*WORK INSTRUCTIONS*
Please give the count of lines in the listing underneath that hold "beam", leaving out everything else.

-- INFORMATION follows --

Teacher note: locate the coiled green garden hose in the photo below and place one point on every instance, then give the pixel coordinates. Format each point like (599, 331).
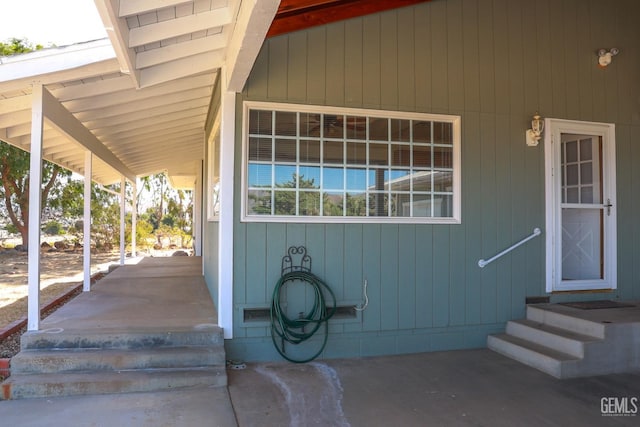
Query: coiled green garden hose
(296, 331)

-- INFORMATION concluded --
-- INFORMATION follows --

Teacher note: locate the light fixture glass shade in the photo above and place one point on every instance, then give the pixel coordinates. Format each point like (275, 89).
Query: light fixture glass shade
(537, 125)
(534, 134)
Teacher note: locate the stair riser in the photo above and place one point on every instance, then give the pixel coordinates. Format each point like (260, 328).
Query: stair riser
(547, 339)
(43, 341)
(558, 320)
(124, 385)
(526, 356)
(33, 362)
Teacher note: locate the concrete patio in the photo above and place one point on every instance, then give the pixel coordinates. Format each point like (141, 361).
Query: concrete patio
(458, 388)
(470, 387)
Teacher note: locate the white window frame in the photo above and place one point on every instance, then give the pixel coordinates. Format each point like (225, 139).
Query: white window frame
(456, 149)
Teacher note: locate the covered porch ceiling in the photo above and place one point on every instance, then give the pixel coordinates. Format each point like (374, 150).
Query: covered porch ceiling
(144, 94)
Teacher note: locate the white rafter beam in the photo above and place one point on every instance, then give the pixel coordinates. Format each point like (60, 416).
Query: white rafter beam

-- INFORMATION concluded --

*ANSWER BELOW*
2